▸ DOCUMENT
Desktop amping is really going to depend on your system setup. I would advise a clean DAC with at least 2V output line-out and a sweet-sounding amp. Both my own preferred amps, the Auris HA-2SE tube amp and the Xi Audio Formula S sounded great with the Alara though with slight tonal differences.
The Formula S sounded the punchier of the two with a very natural timbre using an Oppo Sabre Sonica DAC. Of all the desktop amps the Alara top-end sounded just right with the Alara. The Auris HA-2SE was even more liquid and smooth sounding but took a tiny bit of bite away that I preferred from the Formula S.
Portable Amping Synergy
If you still happen to have the Bakoon HPA-01M then its current mode output is more than capable with a decent DAC. Using the line-out of the Hugo 2 we got a fairly linear sound with bags of detail and a clean and nicely control treble. You may miss a bit of low-end warmth with this pairing in current mode. If you need it then voltage mode on the Bakoon will give you a bit more ‘bounce for the ounce’.
Smaller portable amps such as the ALO Audio V5 and the FiiO Q5 have no issues with headroom or current either when paired with the Alara. I did enjoy the sweeter tone of the V5 with the Alara though the Q5 seemed the punchier of the two pairings.
$499 ($349 Special as of Feb 2019)
The Sundara has a more traditional headphone design than the Alara. I do think the Alara is a more robust design and can take a bit more of a beating than the Hifiman.
Both have their quirks with the Alara simply being too long and the Sundara being too stiff with more clamp on the side. Neither headphone is a perfect sit but the Sundara just shades it with the lighter design at 370g compared to 430g.
The Sundara is rated at 37Ω and 94db sensitivity compared to the Alara at 20Ω and also 94dB. In truth, the Sundara is a good bit harder to drive and those specs are slightly misleading. I was using maybe a 2530% differential on volume via FooBar out to an Oppo DAC/HA-2SE set up to get a volume match.
The Sundara is a good deal more neutral in its tuning with a more linear and flatter low-end. It is also more open sounding with a fairly spacious soundstage that is quite a contrast from the more intimate but lively Alara (and the darker Verum 1 described below).
Sub-bass has a touch more presence than the Alara but it has less mid-bass elevation and warmth creating that more neutral sounding instrumental timbre and general tone. If anything, the bass to mids transition is a little smoother on the Sundara than the Alara but on the flipside, the Alara is punchier and more musical sounding with that elevated mid-bass tuning.
Mids on the Sundara benefit from that more open soundstage with better left/right separation and a more out of your head experience. The Alara is more upfront with a more forward female vocal positioning and a little more warmth to its instrumental timbre. Male or lower-pitched vocals seem just a touch behind on the Alara and whilst they sound a little warmer they do not quite have the same level of space afforded to them compared to the Sundara.
Upper mids and lower-treble sound a bit more forward with more body on the Alara but it does not extend as far as the Sundara nor does it sound as airy. Both have that slight steeliness to their percussion timbre in the lower treble but the dB lift in the Sundara is not quite as high from 4-7k so it tends to sit back a little more than the more aggressive Alara.

Dataset excerpts on object pointing:
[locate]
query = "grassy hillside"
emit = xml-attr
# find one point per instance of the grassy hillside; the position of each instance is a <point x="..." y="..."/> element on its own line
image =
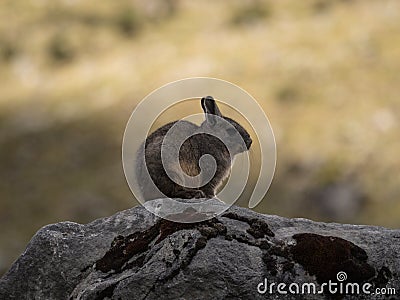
<point x="325" y="72"/>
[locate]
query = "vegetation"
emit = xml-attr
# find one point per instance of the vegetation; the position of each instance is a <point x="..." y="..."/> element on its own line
<point x="325" y="72"/>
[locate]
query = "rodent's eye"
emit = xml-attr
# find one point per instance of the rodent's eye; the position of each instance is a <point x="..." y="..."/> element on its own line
<point x="231" y="131"/>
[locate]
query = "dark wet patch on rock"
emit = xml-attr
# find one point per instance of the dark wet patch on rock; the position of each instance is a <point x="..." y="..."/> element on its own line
<point x="325" y="256"/>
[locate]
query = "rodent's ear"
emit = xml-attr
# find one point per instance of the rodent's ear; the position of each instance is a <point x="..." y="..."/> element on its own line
<point x="211" y="109"/>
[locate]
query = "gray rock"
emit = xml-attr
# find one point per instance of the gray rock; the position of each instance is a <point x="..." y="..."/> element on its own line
<point x="135" y="255"/>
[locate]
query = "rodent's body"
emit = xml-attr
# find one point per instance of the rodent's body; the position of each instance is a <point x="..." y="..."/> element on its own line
<point x="190" y="152"/>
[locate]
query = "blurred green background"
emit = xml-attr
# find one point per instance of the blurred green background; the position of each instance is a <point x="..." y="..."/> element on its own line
<point x="327" y="73"/>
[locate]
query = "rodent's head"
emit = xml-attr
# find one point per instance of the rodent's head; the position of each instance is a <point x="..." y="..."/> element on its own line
<point x="234" y="135"/>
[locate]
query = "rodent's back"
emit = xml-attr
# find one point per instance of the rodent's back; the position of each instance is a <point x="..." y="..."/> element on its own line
<point x="188" y="158"/>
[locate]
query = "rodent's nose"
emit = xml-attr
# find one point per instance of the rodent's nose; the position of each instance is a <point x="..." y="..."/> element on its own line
<point x="249" y="142"/>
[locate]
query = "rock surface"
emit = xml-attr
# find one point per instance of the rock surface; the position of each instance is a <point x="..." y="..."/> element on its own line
<point x="135" y="255"/>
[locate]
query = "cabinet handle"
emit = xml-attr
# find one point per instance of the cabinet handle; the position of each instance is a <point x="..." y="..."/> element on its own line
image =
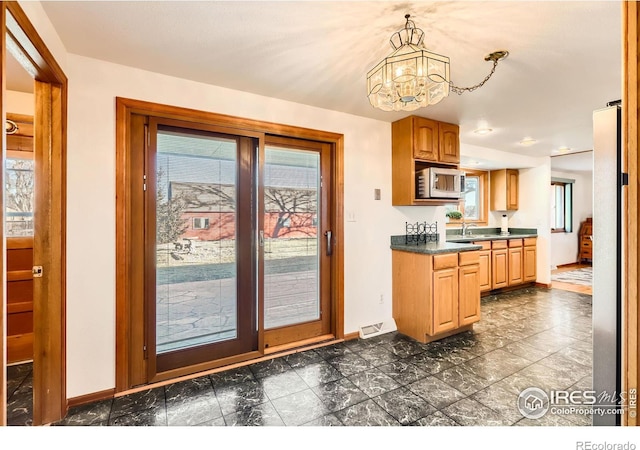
<point x="329" y="244"/>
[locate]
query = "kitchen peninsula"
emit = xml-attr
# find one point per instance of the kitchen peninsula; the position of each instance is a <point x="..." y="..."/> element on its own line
<point x="436" y="288"/>
<point x="437" y="285"/>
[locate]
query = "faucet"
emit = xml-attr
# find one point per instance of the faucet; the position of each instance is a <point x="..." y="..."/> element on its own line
<point x="466" y="226"/>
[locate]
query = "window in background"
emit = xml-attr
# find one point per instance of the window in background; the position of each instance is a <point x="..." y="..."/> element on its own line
<point x="474" y="205"/>
<point x="19" y="197"/>
<point x="561" y="206"/>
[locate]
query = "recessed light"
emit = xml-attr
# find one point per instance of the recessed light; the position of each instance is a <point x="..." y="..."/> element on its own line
<point x="528" y="141"/>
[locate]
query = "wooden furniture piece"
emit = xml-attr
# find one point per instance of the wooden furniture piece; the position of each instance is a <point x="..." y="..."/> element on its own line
<point x="507" y="262"/>
<point x="19" y="279"/>
<point x="418" y="143"/>
<point x="435" y="296"/>
<point x="504" y="190"/>
<point x="585" y="241"/>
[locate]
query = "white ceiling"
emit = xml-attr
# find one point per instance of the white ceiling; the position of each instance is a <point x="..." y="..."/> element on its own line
<point x="564" y="62"/>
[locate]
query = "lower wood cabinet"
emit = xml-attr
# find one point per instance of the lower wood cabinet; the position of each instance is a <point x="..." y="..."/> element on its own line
<point x="435" y="296"/>
<point x="509" y="262"/>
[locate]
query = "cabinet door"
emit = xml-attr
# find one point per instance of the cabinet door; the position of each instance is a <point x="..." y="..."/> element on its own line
<point x="484" y="273"/>
<point x="499" y="268"/>
<point x="425" y="139"/>
<point x="515" y="266"/>
<point x="529" y="264"/>
<point x="469" y="295"/>
<point x="512" y="190"/>
<point x="449" y="150"/>
<point x="445" y="300"/>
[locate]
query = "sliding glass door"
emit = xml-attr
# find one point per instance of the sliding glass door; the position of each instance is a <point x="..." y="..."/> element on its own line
<point x="200" y="245"/>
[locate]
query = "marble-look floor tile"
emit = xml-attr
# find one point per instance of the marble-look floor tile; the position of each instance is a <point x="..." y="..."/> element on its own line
<point x="331" y="351"/>
<point x="330" y="420"/>
<point x="282" y="384"/>
<point x="501" y="401"/>
<point x="378" y="356"/>
<point x="463" y="380"/>
<point x="302" y="359"/>
<point x="366" y="414"/>
<point x="403" y="372"/>
<point x="137" y="402"/>
<point x="87" y="415"/>
<point x="437" y="419"/>
<point x="428" y="363"/>
<point x="240" y="396"/>
<point x="270" y="367"/>
<point x="233" y="376"/>
<point x="155" y="416"/>
<point x="301" y="407"/>
<point x="468" y="412"/>
<point x="349" y="363"/>
<point x="373" y="382"/>
<point x="318" y="373"/>
<point x="435" y="392"/>
<point x="262" y="415"/>
<point x="405" y="406"/>
<point x="339" y="394"/>
<point x="404" y="348"/>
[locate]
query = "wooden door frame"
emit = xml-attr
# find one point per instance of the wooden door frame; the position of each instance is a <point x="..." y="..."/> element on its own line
<point x="126" y="344"/>
<point x="49" y="305"/>
<point x="630" y="210"/>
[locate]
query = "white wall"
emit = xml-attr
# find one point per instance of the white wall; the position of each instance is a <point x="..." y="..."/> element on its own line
<point x="20" y="103"/>
<point x="91" y="201"/>
<point x="564" y="246"/>
<point x="533" y="204"/>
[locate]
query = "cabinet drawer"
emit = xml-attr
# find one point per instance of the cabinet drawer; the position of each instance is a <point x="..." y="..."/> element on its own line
<point x="445" y="261"/>
<point x="468" y="258"/>
<point x="498" y="244"/>
<point x="486" y="245"/>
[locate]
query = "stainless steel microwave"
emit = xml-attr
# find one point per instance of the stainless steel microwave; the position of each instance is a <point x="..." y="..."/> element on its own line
<point x="440" y="182"/>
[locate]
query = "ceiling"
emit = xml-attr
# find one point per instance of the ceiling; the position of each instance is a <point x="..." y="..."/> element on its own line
<point x="564" y="61"/>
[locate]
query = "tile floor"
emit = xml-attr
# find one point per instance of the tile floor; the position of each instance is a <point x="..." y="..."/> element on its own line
<point x="529" y="337"/>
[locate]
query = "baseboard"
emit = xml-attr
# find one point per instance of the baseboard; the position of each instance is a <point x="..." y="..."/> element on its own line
<point x="90" y="398"/>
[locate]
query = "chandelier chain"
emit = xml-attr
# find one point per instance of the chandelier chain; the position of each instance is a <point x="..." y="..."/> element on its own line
<point x="460" y="90"/>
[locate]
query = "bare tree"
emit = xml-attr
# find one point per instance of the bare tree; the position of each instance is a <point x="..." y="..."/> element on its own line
<point x="20" y="186"/>
<point x="290" y="203"/>
<point x="170" y="224"/>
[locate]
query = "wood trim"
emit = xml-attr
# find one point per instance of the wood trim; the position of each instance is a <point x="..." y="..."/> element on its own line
<point x="630" y="130"/>
<point x="3" y="301"/>
<point x="124" y="109"/>
<point x="352" y="336"/>
<point x="90" y="398"/>
<point x="50" y="123"/>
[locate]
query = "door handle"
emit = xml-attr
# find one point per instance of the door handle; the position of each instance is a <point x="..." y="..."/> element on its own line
<point x="329" y="243"/>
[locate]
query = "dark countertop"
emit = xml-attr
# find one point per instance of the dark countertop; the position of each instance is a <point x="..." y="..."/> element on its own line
<point x="431" y="248"/>
<point x="490" y="234"/>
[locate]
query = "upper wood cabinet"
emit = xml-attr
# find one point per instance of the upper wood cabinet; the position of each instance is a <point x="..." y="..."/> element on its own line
<point x="504" y="190"/>
<point x="418" y="143"/>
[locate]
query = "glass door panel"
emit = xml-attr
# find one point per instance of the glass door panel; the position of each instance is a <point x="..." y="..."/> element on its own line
<point x="195" y="240"/>
<point x="201" y="276"/>
<point x="291" y="238"/>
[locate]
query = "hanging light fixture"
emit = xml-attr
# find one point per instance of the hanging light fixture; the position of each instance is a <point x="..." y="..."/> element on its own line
<point x="413" y="77"/>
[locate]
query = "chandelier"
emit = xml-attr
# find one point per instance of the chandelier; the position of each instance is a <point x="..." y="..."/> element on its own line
<point x="413" y="77"/>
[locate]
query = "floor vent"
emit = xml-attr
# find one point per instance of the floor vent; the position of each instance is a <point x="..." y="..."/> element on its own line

▸ REQUESTS
- 1) In the headphone review, why does the Sundara slightly beat the Alara on fit?
- 2) Name every amplifier the headphone review says was paired with the Alara.
- 3) Continue the headphone review from its final sentence.

▸ THE ANSWERS
- 1) Neither headphone fits perfectly: the Alara is too long, and the Sundara is too stiff with more clamp. The Sundara edges ahead because it is lighter, at 370g against the Alara's 430g.

- 2) Auris HA-2SE, Xi Audio Formula S, Bakoon HPA-01M, ALO Audio V5, FiiO Q5

- 3)
Verum Audio Verum 1
The Verum 1 is 100% boutique and is the polar opposite in look and feel with a very Eastern European lavish gold and brown veneer design. The Alara is much more subdued with some industrial black chick. I do think the Alara is a better build overall and should stand the test of time. It is too early for the Verum 1 to know but it is holding well almost one year on.
The Verum 1 is the much heavier of the two at 53g compared to 430g. You can feel that difference. However, the pressure balance is excellent with just the right height on the headband and depth on the cups to sit nicely on the head. The Alara is for big heads (so far) and I am not a big head so slightly less comfortable for me.
The Verum 1 is rated at 12Ω and 96dB and both are almost the same in terms of output and current power demands. I had very little tweaking to do to match them volume-wise. If anything, you might be turning up the volume a little more on the Verum 1 because it is more laid back sounding.
The Verum 1 casts a deeper soundstage with more width but also a more neutral to relaxed upper midrange and a slightly shelved-down treble. In comparison, the Alara is more intimate and aggressive sounding. The Alara does not extend as deep or sound as open but it is a little punchier sounding with a more forward vocal and treble presence.
Another big difference between the two is the upper mids and treble. Both have a 2k dip but unlike the Alara which gets a big boost in the upper mids around 4k the Verum 1 is more restrained and stays that way throughout the treble.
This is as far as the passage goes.